→ **Problem to work on**: Would you copy each of the entries below word for word?

+++++

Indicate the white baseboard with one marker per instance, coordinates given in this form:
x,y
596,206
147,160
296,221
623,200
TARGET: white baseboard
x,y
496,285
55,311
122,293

+++++

→ **Output of the task**:
Indicate the white baseboard with one marker per instance, coordinates given in this form:
x,y
596,206
147,160
296,221
623,200
TARGET: white baseboard
x,y
496,285
55,311
122,293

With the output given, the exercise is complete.